Using the records below, filter out every line that lacks "stone" and copy the rest.

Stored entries
============

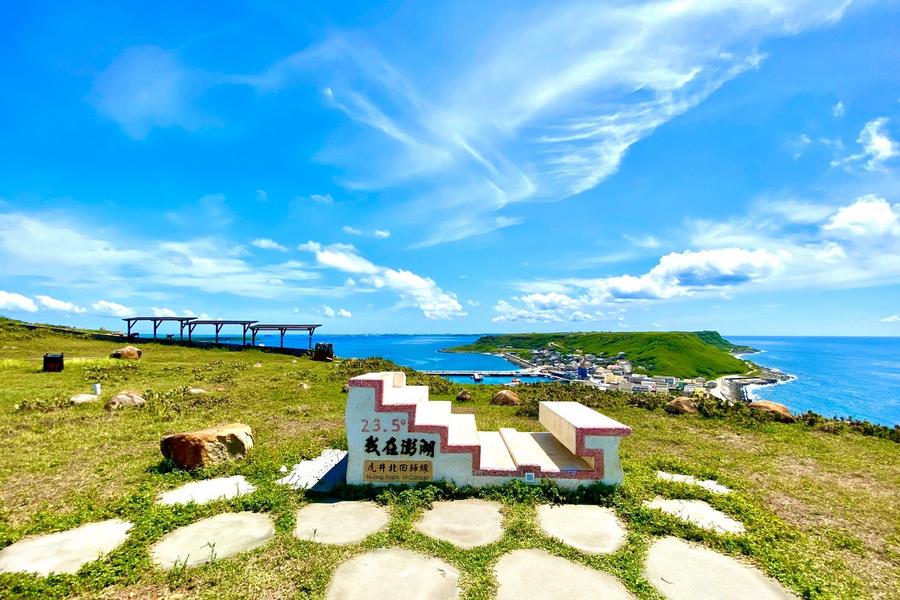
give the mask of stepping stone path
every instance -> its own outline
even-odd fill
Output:
[[[744,533],[744,524],[716,510],[703,500],[670,500],[654,498],[644,501],[647,508],[655,508],[702,529],[717,533]]]
[[[282,477],[277,481],[282,485],[289,485],[295,490],[308,490],[315,489],[316,491],[328,491],[330,487],[330,482],[322,481],[321,485],[316,485],[326,478],[332,469],[334,469],[339,462],[344,460],[347,456],[346,450],[335,450],[334,448],[327,448],[322,451],[318,457],[312,460],[304,460],[303,462],[297,463],[291,469],[291,472],[288,473],[285,477]],[[346,478],[346,469],[344,473],[344,477],[341,477],[341,483]]]
[[[687,483],[689,485],[696,485],[698,487],[702,487],[703,489],[709,490],[714,494],[731,493],[731,489],[725,487],[721,483],[713,481],[712,479],[697,479],[693,475],[682,475],[681,473],[666,473],[665,471],[657,471],[656,478],[662,479],[663,481],[673,481],[675,483]]]
[[[374,502],[310,504],[297,511],[294,535],[323,544],[356,544],[390,520],[388,511]]]
[[[252,550],[275,535],[266,515],[223,513],[167,533],[153,545],[153,562],[163,569],[193,567]]]
[[[795,598],[757,569],[674,537],[657,540],[650,546],[644,575],[669,600]]]
[[[590,554],[609,554],[625,543],[625,528],[616,513],[602,506],[542,504],[537,510],[544,533]]]
[[[497,600],[635,598],[609,573],[589,569],[544,550],[514,550],[500,557],[494,572],[500,583]]]
[[[194,481],[162,494],[157,504],[206,504],[213,500],[227,500],[252,493],[256,488],[243,475]]]
[[[409,550],[374,550],[339,566],[331,578],[328,600],[455,600],[459,572],[437,558]]]
[[[59,533],[37,535],[7,546],[0,551],[0,572],[77,573],[87,563],[118,548],[131,523],[111,519],[89,523]]]
[[[435,502],[416,523],[418,531],[460,548],[491,544],[503,535],[500,503],[486,500]]]

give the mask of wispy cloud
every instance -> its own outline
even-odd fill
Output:
[[[72,302],[66,302],[65,300],[59,300],[57,298],[53,298],[51,296],[37,295],[35,296],[38,302],[41,303],[41,306],[48,310],[54,310],[57,312],[63,313],[72,313],[72,314],[80,314],[87,312],[87,309]]]
[[[831,162],[831,166],[851,168],[862,165],[866,171],[883,171],[886,162],[900,156],[900,144],[888,132],[889,123],[890,120],[887,117],[879,117],[867,122],[856,138],[860,151],[843,158],[836,158]]]
[[[118,302],[111,302],[109,300],[98,300],[91,305],[98,313],[108,316],[108,317],[133,317],[134,309],[119,304]]]
[[[356,227],[351,227],[349,225],[344,225],[341,227],[341,231],[346,233],[347,235],[362,235],[362,229],[357,229]]]
[[[331,194],[312,194],[309,199],[318,204],[334,204]]]
[[[250,245],[261,248],[263,250],[278,250],[279,252],[288,251],[287,246],[282,246],[275,240],[269,238],[257,238],[250,242]]]
[[[891,315],[881,320],[882,323],[900,323],[900,315]]]
[[[37,312],[37,304],[28,296],[0,290],[0,310],[13,312]]]

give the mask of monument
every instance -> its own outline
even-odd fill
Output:
[[[622,483],[619,442],[631,428],[578,402],[541,402],[547,431],[478,431],[475,415],[429,400],[428,387],[406,385],[402,372],[368,373],[349,385],[348,484]]]

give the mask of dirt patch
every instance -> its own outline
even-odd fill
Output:
[[[715,439],[729,448],[741,450],[743,452],[756,452],[761,448],[756,440],[749,435],[726,432],[718,434]]]

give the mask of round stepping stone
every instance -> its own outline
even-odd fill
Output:
[[[487,500],[435,502],[416,529],[460,548],[496,542],[503,535],[500,503]]]
[[[618,579],[545,550],[514,550],[494,568],[497,600],[627,600],[635,598]]]
[[[582,552],[609,554],[625,543],[625,528],[609,508],[589,504],[542,504],[538,506],[537,514],[544,533]]]
[[[674,537],[662,538],[650,546],[644,575],[669,600],[795,598],[757,569]]]
[[[159,497],[157,504],[206,504],[213,500],[237,498],[253,492],[256,488],[247,483],[243,475],[219,477],[206,481],[194,481],[168,491]]]
[[[703,489],[709,490],[714,494],[730,494],[731,488],[725,487],[721,483],[712,479],[697,479],[693,475],[682,475],[681,473],[666,473],[665,471],[657,471],[656,478],[663,481],[674,481],[676,483],[687,483],[696,485]]]
[[[128,537],[131,523],[111,519],[68,531],[30,536],[0,551],[0,572],[77,573],[83,565],[108,554]]]
[[[391,520],[388,511],[374,502],[325,502],[297,511],[294,535],[323,544],[356,544]]]
[[[252,550],[275,535],[272,519],[252,512],[223,513],[167,533],[153,545],[153,562],[163,569],[193,567]]]
[[[744,524],[716,510],[703,500],[670,500],[654,498],[644,501],[647,508],[655,508],[673,517],[693,523],[701,529],[718,533],[744,533]]]
[[[352,558],[331,578],[328,600],[455,600],[459,572],[437,558],[400,548],[382,548]]]

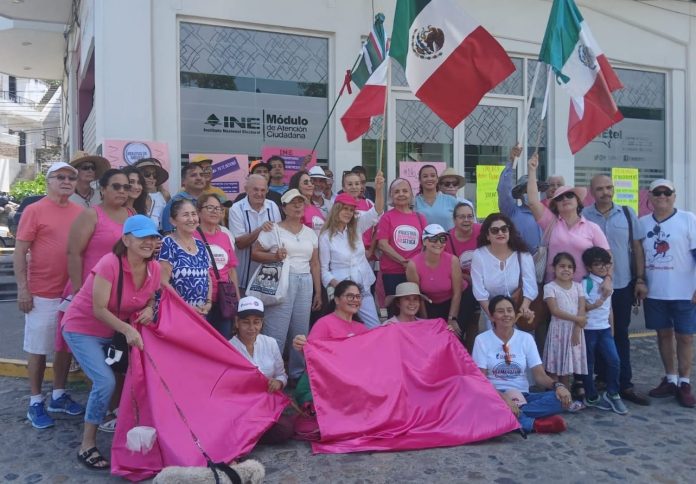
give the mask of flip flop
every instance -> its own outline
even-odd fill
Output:
[[[103,455],[99,452],[96,447],[87,449],[86,451],[77,454],[77,460],[84,465],[87,469],[93,471],[101,471],[104,469],[109,469],[109,461],[107,461]],[[105,466],[100,466],[98,464],[106,462]]]

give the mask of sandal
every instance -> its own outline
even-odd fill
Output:
[[[570,387],[570,395],[573,400],[580,400],[581,402],[585,400],[585,387],[581,381],[573,382],[573,385]]]
[[[109,418],[111,417],[111,418]],[[98,429],[101,430],[102,432],[108,432],[110,434],[114,433],[116,431],[116,419],[118,417],[118,408],[115,409],[113,412],[109,411],[106,412],[106,415],[104,416],[104,421],[99,424]]]
[[[86,451],[77,454],[77,460],[84,465],[87,469],[101,471],[108,469],[110,467],[109,461],[107,461],[103,455],[97,450],[96,447],[87,449]],[[105,465],[101,465],[105,462]]]

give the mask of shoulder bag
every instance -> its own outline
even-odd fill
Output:
[[[123,261],[121,256],[118,256],[118,283],[116,284],[116,317],[121,319],[121,296],[123,295]],[[128,340],[126,340],[126,335],[116,331],[111,337],[111,344],[104,348],[104,353],[106,359],[104,360],[107,365],[115,373],[125,374],[128,370],[128,353],[130,352],[130,347],[128,346]]]
[[[278,224],[274,226],[278,250],[281,248]],[[280,304],[288,292],[290,266],[286,261],[262,262],[249,279],[247,296],[257,297],[266,306]]]
[[[541,237],[541,243],[539,244],[539,247],[537,247],[537,251],[532,256],[534,259],[534,272],[536,273],[537,284],[542,284],[544,282],[549,257],[549,240],[551,239],[551,233],[553,232],[553,228],[556,226],[557,220],[558,219],[554,215],[553,221],[548,227],[546,227],[546,230],[544,230],[544,234]]]
[[[215,280],[217,281],[216,303],[220,309],[220,315],[225,319],[233,319],[237,315],[237,289],[229,280],[223,281],[220,279],[220,272],[218,271],[213,251],[200,226],[198,226],[198,233],[201,234],[205,248],[208,250],[210,264],[213,266],[213,272],[215,273]]]

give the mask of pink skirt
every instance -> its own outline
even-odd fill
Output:
[[[551,318],[544,345],[544,368],[554,375],[587,375],[585,332],[580,330],[580,344],[571,345],[575,323]]]

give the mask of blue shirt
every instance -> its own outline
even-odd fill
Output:
[[[186,252],[171,237],[162,239],[159,260],[167,261],[172,266],[172,276],[169,283],[191,306],[202,306],[208,299],[208,269],[210,257],[205,244],[198,239],[196,248],[198,252],[190,254]]]
[[[641,240],[640,227],[638,226],[638,218],[631,207],[628,208],[628,213],[631,216],[633,224],[634,240]],[[609,247],[611,248],[611,258],[614,263],[614,289],[621,289],[628,286],[631,282],[631,257],[633,254],[628,240],[628,219],[624,215],[621,205],[614,204],[611,210],[602,215],[595,205],[590,205],[582,210],[583,216],[599,225],[604,235],[607,236]]]
[[[517,205],[517,200],[513,198],[512,189],[516,184],[512,163],[508,162],[498,179],[498,209],[512,220],[520,237],[529,247],[529,252],[535,254],[541,244],[542,230],[529,207]]]
[[[287,191],[288,191],[288,188],[290,188],[290,187],[287,186],[287,185],[268,185],[268,189],[269,189],[269,190],[271,190],[271,191],[273,191],[273,192],[276,192],[276,193],[278,193],[278,194],[280,194],[280,195],[282,195],[283,193],[287,192]]]
[[[439,224],[449,230],[454,227],[452,213],[457,203],[455,197],[444,193],[438,193],[432,205],[423,200],[423,195],[416,195],[416,212],[422,213],[428,224]]]
[[[169,220],[170,213],[172,211],[172,203],[176,202],[177,200],[180,200],[182,198],[185,198],[187,200],[191,200],[194,205],[196,205],[196,197],[191,195],[190,193],[187,192],[179,192],[175,194],[164,206],[164,210],[162,210],[162,232],[167,233],[171,232],[174,230],[174,226],[172,225],[171,220]]]

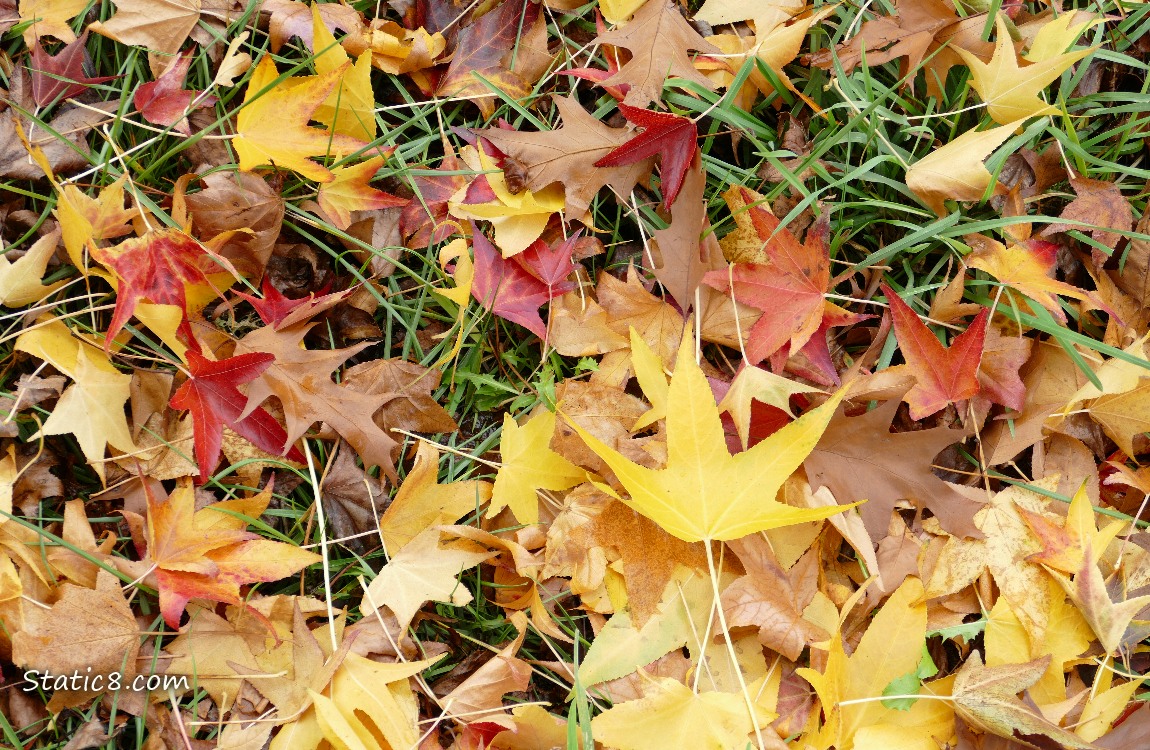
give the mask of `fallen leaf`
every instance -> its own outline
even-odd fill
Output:
[[[986,667],[982,656],[973,652],[955,673],[954,712],[971,727],[999,737],[1041,735],[1062,747],[1092,748],[1018,699],[1019,693],[1038,681],[1049,662],[1047,656],[1025,664]]]
[[[338,67],[325,75],[288,78],[276,83],[279,73],[271,55],[256,64],[243,108],[236,116],[232,146],[240,169],[272,165],[299,172],[309,180],[330,182],[332,173],[312,161],[313,156],[346,156],[363,147],[363,141],[309,127],[307,122],[327,100],[346,71]]]
[[[394,557],[424,529],[455,523],[490,499],[490,482],[440,484],[439,451],[421,442],[415,463],[379,519],[384,548]]]
[[[643,162],[656,154],[662,168],[663,206],[670,208],[683,187],[687,169],[695,159],[699,137],[695,123],[676,114],[652,112],[619,103],[619,111],[643,130],[631,140],[595,162],[596,167],[622,167]]]
[[[44,284],[44,271],[56,254],[59,230],[49,232],[32,244],[15,262],[0,256],[0,305],[24,307],[39,302],[56,291],[66,280]]]
[[[687,51],[719,54],[719,49],[699,36],[668,0],[648,0],[625,26],[600,34],[592,43],[631,52],[631,60],[602,84],[629,85],[623,101],[632,107],[642,109],[660,101],[663,84],[669,77],[692,81],[708,90],[715,88],[710,79],[695,70]]]
[[[547,326],[539,317],[539,308],[551,299],[552,290],[518,263],[504,260],[474,222],[471,247],[475,251],[471,280],[471,296],[475,301],[493,315],[518,323],[546,339]]]
[[[189,108],[193,104],[197,109],[214,106],[216,97],[201,96],[202,91],[184,89],[184,79],[191,64],[192,54],[185,52],[159,78],[136,89],[132,103],[145,120],[153,125],[171,127],[184,135],[192,134],[187,120]]]
[[[175,62],[176,53],[200,20],[201,0],[114,0],[116,13],[106,22],[89,24],[88,30],[130,47],[143,47],[159,54],[152,65],[159,74]]]
[[[491,491],[489,518],[510,508],[519,523],[539,523],[538,490],[565,490],[586,479],[586,472],[548,447],[554,432],[555,414],[546,409],[522,426],[510,414],[503,415],[499,438],[503,465]]]
[[[406,200],[371,186],[371,180],[382,166],[383,157],[376,156],[353,166],[332,169],[332,180],[320,186],[317,199],[332,224],[347,229],[351,226],[352,211],[407,205]]]
[[[471,592],[457,577],[495,553],[444,548],[441,533],[438,527],[420,532],[383,566],[364,591],[360,609],[365,616],[386,606],[399,620],[400,630],[406,631],[429,601],[457,607],[471,601]]]
[[[992,179],[983,160],[1021,124],[1018,121],[989,130],[966,131],[910,165],[906,170],[907,187],[939,216],[950,213],[947,200],[981,200]],[[1005,191],[1001,183],[996,183],[993,194]]]
[[[955,49],[970,68],[970,86],[986,104],[987,114],[1000,125],[1010,125],[1028,117],[1057,112],[1057,108],[1039,98],[1039,93],[1071,65],[1092,54],[1094,48],[1019,67],[1018,53],[1014,50],[1005,16],[999,14],[995,24],[998,38],[989,63],[961,47]]]
[[[191,349],[186,356],[189,377],[172,394],[171,407],[191,412],[201,482],[207,481],[220,461],[225,426],[268,453],[275,454],[288,448],[287,433],[266,410],[256,409],[240,418],[248,398],[237,386],[259,377],[275,357],[270,354],[241,354],[213,361]],[[294,461],[304,458],[295,448],[287,449],[287,452]]]
[[[836,414],[804,462],[811,488],[828,487],[840,503],[867,500],[859,513],[876,541],[886,535],[900,500],[929,508],[955,536],[979,536],[973,521],[979,503],[930,468],[935,456],[966,434],[946,427],[891,432],[898,405],[891,399],[859,417]]]
[[[815,521],[844,507],[793,508],[774,499],[783,481],[814,448],[843,393],[732,456],[719,410],[694,347],[680,345],[667,409],[667,465],[648,469],[571,426],[615,472],[627,505],[686,542],[737,539],[766,529]]]
[[[1090,299],[1090,294],[1064,281],[1053,278],[1058,246],[1053,242],[1027,240],[1009,246],[988,237],[967,238],[974,248],[967,256],[972,268],[986,271],[1003,284],[1030,297],[1054,315],[1061,323],[1066,313],[1058,302],[1058,295],[1071,299]]]
[[[914,387],[903,396],[910,405],[910,418],[929,417],[948,404],[977,394],[978,365],[990,311],[979,311],[967,329],[944,347],[902,297],[885,284],[882,290],[890,304],[899,351],[915,378]]]
[[[757,711],[755,718],[765,723],[774,717]],[[618,750],[658,750],[683,737],[700,748],[742,747],[756,729],[741,694],[696,693],[673,679],[659,680],[645,697],[604,711],[591,720],[591,728],[595,739]]]
[[[613,166],[598,165],[627,143],[633,131],[604,125],[587,114],[574,97],[553,96],[551,101],[563,120],[562,127],[530,133],[492,128],[480,131],[480,135],[526,168],[529,189],[562,184],[568,218],[579,219],[587,213],[604,186],[625,196],[650,174],[654,163],[651,155]]]
[[[45,52],[39,41],[31,45],[32,101],[46,107],[57,100],[81,94],[98,83],[116,79],[116,76],[90,77],[84,73],[87,43],[88,32],[85,31],[55,55]]]
[[[172,629],[179,628],[192,599],[242,604],[240,585],[277,581],[320,559],[295,545],[245,530],[248,519],[258,519],[267,508],[270,489],[199,510],[187,482],[166,500],[151,491],[147,496],[147,556],[156,568],[160,611]]]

============

● **RESULT FOR THIS EXERCISE**
give the mask of stepping stone path
give the mask of round stepping stone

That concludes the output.